# Try it
Produce a verbatim transcript of the entries below, excluding pictures.
# # #
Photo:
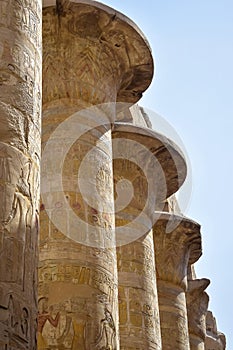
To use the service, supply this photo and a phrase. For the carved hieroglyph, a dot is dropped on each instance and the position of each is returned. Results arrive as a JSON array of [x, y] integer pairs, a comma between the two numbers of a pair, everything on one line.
[[197, 305], [174, 250], [214, 340], [20, 139], [91, 55]]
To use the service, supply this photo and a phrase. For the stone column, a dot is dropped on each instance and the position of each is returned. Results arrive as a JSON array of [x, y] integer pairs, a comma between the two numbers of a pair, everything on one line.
[[197, 305], [174, 250], [20, 139], [214, 340], [91, 55], [141, 181]]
# # #
# Written response
Photo:
To use the service, supply this photo and a phrase. For the carved hieroglyph, a dot is dropped on each instance and the position of each is returned. Results arrive as a JSON array of [x, y] integer pairs, a comma between the two numbers of a pair, everything on one line.
[[197, 305], [174, 250], [214, 340], [20, 139], [91, 55]]
To use the service, supply this photo and a phrase. For the stone column, a dot is dropped on each instance and the position of each is returned. Results arrive as a JSON array of [x, y] integer pairs, a comma between the two numbers of a pair, everything on one line.
[[197, 305], [174, 250], [20, 139], [214, 340], [91, 55], [141, 181]]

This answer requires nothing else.